### [TEKS SUMBER]
┌──
Antara Januari-Februari 2011, sebuah skenario yang menentukan perjalanan Partai Demokrat hingga seperti sekarang ini, mulai dijalankan. Pada waktu itu, Komisi Pemberantasan Korupsi (KPK) sedang menyadap Kementerian Pemuda dan Olahraga (Kemenpora).
Menurut sumber yang tak mau disebutkan namanya dan memiliki hubungan khusus dengan orang-orang dalam di lingkungan Kemenpora menyatakan, pada saat itu, informasi bahwa KPK sedang melakukan penyadapan sampai ke telinga orang-orang Kemenpora.
Entah bagaimana, informasi terkait mulai dilakukannya penyadapan oleh KPK itu bisa bocor. Namun demikian, ternyata penyebaran informasi itu, tak merata diterima orang-orang Kemenpora. Buktinya, Sekretaris Menpora, Wafid Muharram sukses digelandang KPK pada 21 April 2011.
Sedangkan Choel Mallaranggeng yang merupakan adik Menpora Andi Malarangeng, dimana sering disebut oleh Nazaruddin sebagai orang yang mengatur semua proyek di Kemenpora justru lolos dari proses penyadapan ini.
Kini yang jadi pertanyaan, mengapa pada waktu itu tak semua pejabat tinggi di Kemenpora mendapatkan informasi bahwa KPK sedang melakukan penyadapan? Bila informasi itu disebar merata, tentu Wafid akan ‘tiarap’ dan hati-hati saat ‘bertransaksi’ di Kemenpora. Atau iformasi itu memang hanya diteruskan kepada ‘kawan’ dan bukan kepada ‘lawan’ di lingkungan Kemenpora?
└──
### [BAHAN YANG DIAMBIL]
┌──
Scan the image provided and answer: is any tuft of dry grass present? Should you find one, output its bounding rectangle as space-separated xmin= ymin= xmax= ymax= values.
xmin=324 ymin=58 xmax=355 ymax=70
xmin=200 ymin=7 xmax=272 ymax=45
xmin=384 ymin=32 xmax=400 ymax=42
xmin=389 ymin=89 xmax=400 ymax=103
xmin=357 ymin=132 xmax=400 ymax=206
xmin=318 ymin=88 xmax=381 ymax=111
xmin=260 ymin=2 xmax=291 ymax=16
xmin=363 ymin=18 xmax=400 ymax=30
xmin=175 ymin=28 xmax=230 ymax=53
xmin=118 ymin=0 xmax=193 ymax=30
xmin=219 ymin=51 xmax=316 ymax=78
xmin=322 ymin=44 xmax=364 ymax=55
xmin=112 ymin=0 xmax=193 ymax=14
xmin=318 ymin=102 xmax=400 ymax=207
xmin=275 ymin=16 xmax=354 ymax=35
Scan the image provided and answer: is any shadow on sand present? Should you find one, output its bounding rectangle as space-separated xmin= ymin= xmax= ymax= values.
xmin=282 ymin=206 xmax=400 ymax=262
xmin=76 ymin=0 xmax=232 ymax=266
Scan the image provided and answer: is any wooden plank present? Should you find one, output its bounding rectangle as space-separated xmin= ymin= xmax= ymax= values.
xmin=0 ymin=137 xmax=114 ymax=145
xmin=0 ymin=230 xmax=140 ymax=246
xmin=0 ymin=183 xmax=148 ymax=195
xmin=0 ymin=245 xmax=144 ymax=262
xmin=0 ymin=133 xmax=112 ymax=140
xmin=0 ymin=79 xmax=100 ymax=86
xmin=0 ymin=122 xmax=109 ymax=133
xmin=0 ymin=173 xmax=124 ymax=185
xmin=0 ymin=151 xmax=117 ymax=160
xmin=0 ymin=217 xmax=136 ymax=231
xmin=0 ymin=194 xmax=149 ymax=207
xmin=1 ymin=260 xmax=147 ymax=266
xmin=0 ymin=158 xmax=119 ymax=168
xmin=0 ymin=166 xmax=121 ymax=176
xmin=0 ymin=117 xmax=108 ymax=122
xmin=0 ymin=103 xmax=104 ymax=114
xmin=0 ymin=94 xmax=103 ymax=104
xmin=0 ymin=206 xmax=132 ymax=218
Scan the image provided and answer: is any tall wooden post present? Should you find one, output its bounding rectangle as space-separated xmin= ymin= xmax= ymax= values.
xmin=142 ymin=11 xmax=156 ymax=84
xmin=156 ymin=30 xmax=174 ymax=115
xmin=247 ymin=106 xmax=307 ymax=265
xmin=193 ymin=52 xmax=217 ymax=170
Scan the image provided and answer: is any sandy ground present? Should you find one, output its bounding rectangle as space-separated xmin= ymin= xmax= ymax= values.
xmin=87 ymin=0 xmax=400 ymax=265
└──
### [YANG DITANYAKAN]
1. Tentukan apakah tiap pernyataan berikut sesuai dengan teks sumber, lalu jawab ya atau tidak disertai kutipan persis kata-kata penentunya: (a) KPK sedang menyadap Kemenpora pada kurun Januari-Februari 2011. (b) Informasi tentang penyadapan itu diterima merata oleh orang-orang Kemenpora. (c) Wafid Muharram digelandang KPK pada 21 April 2011.
2. Tuliskan kembali secara persis bagian teks sumber yang dimulai pada kata-kata "Antara Januari-Februari 2011, sebuah" dan berhenti setelah kata-kata "21 April 2011.".

### [JAWABAN TIAP TUGAS]
1.
(a) Ya: "Antara Januari-Februari 2011" dan "Pada waktu itu, Komisi Pemberantasan Korupsi (KPK) sedang menyadap Kementerian Pemuda dan Olahraga (Kemenpora)."
(b) Tidak: "ternyata penyebaran informasi itu, tak merata diterima orang-orang Kemenpora."
(c) Ya: "Sekretaris Menpora, Wafid Muharram sukses digelandang KPK pada 21 April 2011."

2.
Antara Januari-Februari 2011, sebuah skenario yang menentukan perjalanan Partai Demokrat hingga seperti sekarang ini, mulai dijalankan. Pada waktu itu, Komisi Pemberantasan Korupsi (KPK) sedang menyadap Kementerian Pemuda dan Olahraga (Kemenpora).
Menurut sumber yang tak mau disebutkan namanya dan memiliki hubungan khusus dengan orang-orang dalam di lingkungan Kemenpora menyatakan, pada saat itu, informasi bahwa KPK sedang melakukan penyadapan sampai ke telinga orang-orang Kemenpora.
Entah bagaimana, informasi terkait mulai dilakukannya penyadapan oleh KPK itu bisa bocor. Namun demikian, ternyata penyebaran informasi itu, tak merata diterima orang-orang Kemenpora. Buktinya, Sekretaris Menpora, Wafid Muharram sukses digelandang KPK pada 21 April 2011.